SOURCE PASSAGE Start Marker

The researchers failed to acknowledge a clear pro-Replika bias.
(a) According to the researchers, "some" participants reported negative experiences, but the reader is not told how many. In contrast, positive experiences are precisely quantified. 50% of participants viewed Replika as a friend, 24% viewed it as therapeutic, etc.
This is unfair. You can't just quantify the data you like and ignore the rest.
(b) The researchers asked participants whether Replika stimulated or displaced interactions with other people. They noted that roughly three times as many participants reported stimulation. This sounds impressive, until you see the actual data:
–Among those who said that Replika kept them from committing suicide: 23% stimulation, 8% displacement, 69% no answer.
–Among the rest of the sample: 37% stimulation, 13% displacement, 50% no answer.
Two things to notice about these stats. First, most people didn't respond. For all we know, displacement was actually the more common experience. Second, it's concerning when anyone says that using an app displaces human interactions. Replika isn't good for everyone, even if it benefits many. The researchers don't acknowledge this.
3. Missing information
Readers are not told whether participants rely on other resources for mental health support, how long they had been using Replika, or how frequently they use Replika each day. It's impressive that 3% of the sample believe Replika prevented them from committing suicide, but not quite so impressive if these individuals were also in therapy and/or taking medication. When people experience mental health issues, they often turn to more than once source of support. Perhaps something besides Replika helped. (Perhaps, as with Dorothy, it's unclear what helped.) The researchers don't address these issues.
4. Problematic statistics
Data analysis seemed especially careless. Most of the analyses were descriptive: 50% of people said this, 24% said that, etc. The main foray into inferential statistics involved comparisons between those who said Replika kept them from suicide versus the other 97% of the sample.

SOURCE PASSAGE End Marker

### PARTS OF THE EXERCISE
1. Decide whether each statement agrees with the Replika critique, and support each yes or no with the deciding words quoted from it.
(a) The researchers stated how many participants reported negative experiences.
(b) Among participants outside the suicide-prevention group, 37% reported stimulation.
(c) Readers are told how long participants had been using Replika.
2. Answer these questions from the Replika critique.
(a) What percentage of participants viewed Replika as a friend?
(b) What percentage of the sample believe Replika prevented them from committing suicide?
(c) Among those who said Replika kept them from committing suicide, what percentage gave no answer?
3. Set down the portion of the Replika critique starting at "(b) The researchers" and ending at "50% no answer.", copied word for word.
The records below come from a different source than the Replika critique.

INFORMATION PROVIDED Start Marker

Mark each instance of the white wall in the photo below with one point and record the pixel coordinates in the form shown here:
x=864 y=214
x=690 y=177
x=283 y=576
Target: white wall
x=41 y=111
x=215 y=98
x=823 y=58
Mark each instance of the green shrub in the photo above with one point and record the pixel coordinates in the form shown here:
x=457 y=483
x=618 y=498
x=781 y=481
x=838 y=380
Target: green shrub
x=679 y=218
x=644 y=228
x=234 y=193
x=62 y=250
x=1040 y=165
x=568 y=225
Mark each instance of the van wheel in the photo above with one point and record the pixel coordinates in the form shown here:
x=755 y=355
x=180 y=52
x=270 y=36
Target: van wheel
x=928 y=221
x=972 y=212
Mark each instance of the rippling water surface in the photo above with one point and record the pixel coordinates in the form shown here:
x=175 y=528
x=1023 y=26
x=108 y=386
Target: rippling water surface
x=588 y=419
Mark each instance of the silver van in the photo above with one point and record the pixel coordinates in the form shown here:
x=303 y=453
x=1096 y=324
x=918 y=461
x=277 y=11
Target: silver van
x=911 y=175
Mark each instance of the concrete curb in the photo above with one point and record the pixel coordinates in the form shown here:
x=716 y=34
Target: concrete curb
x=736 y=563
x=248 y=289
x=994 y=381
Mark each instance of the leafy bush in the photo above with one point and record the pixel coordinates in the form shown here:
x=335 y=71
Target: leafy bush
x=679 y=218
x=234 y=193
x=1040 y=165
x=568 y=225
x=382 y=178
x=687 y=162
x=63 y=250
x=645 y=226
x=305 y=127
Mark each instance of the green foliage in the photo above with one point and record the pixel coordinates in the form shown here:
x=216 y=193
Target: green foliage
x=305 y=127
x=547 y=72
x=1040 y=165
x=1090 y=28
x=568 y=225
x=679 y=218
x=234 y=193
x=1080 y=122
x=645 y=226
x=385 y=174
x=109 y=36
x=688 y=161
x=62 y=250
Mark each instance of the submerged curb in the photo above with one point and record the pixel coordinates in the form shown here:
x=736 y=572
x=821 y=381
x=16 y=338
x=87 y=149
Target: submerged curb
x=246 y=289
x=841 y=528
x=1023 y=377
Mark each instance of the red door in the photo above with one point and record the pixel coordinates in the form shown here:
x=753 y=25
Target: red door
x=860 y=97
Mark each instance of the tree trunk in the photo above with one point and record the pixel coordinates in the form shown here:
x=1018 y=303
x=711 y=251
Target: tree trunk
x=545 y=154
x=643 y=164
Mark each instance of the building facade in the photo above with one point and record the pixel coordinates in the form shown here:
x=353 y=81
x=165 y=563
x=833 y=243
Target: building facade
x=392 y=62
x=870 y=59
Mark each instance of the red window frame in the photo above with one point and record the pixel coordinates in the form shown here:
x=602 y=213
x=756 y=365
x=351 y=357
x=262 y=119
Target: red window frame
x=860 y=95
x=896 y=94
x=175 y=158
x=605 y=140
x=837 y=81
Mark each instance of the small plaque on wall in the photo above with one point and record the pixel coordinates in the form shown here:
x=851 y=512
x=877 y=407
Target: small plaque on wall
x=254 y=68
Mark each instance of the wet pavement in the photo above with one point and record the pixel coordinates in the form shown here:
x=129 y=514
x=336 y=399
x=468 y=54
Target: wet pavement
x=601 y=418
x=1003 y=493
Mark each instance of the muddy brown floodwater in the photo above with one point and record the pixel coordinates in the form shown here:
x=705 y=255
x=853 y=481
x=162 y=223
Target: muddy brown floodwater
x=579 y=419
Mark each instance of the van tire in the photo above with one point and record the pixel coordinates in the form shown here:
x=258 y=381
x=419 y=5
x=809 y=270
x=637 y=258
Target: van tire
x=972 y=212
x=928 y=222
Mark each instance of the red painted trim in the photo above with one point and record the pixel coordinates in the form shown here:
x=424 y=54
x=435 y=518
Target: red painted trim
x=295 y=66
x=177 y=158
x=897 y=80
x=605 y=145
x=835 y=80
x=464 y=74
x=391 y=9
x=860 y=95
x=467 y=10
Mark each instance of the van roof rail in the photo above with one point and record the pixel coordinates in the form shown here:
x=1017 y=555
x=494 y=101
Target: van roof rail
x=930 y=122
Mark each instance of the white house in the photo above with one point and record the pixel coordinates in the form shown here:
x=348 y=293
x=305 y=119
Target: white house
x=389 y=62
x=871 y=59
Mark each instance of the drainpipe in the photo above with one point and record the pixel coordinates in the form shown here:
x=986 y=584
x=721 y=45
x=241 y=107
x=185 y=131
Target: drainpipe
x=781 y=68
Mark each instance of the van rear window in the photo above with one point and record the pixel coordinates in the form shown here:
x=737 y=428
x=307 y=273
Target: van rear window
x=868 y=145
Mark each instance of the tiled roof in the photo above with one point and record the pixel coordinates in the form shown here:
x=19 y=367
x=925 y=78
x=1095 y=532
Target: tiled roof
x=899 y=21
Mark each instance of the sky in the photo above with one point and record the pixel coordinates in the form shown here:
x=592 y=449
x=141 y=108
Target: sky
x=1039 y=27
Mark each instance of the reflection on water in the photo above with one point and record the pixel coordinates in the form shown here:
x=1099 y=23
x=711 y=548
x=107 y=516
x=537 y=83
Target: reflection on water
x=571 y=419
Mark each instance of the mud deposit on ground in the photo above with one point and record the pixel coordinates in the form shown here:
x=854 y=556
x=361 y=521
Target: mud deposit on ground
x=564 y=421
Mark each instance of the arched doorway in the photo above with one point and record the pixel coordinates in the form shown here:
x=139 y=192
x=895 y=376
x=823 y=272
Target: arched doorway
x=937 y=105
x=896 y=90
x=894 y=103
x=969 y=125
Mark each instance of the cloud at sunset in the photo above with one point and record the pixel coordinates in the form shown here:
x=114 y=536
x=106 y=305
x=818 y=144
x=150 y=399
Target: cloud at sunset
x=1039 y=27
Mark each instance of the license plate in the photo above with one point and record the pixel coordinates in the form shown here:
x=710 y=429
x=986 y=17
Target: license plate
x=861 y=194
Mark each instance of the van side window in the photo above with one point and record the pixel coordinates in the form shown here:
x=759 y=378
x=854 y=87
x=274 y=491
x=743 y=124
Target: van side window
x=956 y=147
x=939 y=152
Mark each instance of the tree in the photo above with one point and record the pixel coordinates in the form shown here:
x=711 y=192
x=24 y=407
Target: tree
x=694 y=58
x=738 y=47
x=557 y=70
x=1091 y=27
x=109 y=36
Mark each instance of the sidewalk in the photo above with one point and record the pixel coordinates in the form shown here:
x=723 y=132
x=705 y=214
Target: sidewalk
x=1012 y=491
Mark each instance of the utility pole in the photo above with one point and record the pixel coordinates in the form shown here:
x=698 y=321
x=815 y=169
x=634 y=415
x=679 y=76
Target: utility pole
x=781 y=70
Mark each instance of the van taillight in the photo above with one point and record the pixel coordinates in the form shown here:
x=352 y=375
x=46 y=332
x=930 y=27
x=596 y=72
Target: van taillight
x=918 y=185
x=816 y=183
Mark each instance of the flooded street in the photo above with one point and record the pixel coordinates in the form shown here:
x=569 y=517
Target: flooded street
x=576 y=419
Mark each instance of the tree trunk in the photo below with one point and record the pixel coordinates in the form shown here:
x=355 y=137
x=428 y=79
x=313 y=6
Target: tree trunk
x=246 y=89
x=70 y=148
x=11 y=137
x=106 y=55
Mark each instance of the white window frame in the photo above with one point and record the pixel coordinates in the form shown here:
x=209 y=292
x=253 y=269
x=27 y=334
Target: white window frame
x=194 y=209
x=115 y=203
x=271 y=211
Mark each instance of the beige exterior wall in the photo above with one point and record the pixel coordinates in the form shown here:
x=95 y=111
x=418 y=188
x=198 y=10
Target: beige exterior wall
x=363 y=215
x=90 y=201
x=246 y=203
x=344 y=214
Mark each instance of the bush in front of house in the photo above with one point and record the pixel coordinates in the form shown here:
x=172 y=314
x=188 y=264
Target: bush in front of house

INFORMATION PROVIDED End Marker

### PROBLEM SOLUTIONS
1.
(a) No: "but the reader is not told how many."
(b) Yes: "–Among the rest of the sample: 37% stimulation, 13% displacement, 50% no answer."
(c) No: "Readers are not told whether participants rely on other resources for mental health support, how long they had been using Replika, or how frequently they use Replika each day."

2.
(a) 50%
(b) 3%
(c) 69%

3.
(b) The researchers asked participants whether Replika stimulated or displaced interactions with other people. They noted that roughly three times as many participants reported stimulation. This sounds impressive, until you see the actual data:
–Among those who said that Replika kept them from committing suicide: 23% stimulation, 8% displacement, 69% no answer.
–Among the rest of the sample: 37% stimulation, 13% displacement, 50% no answer.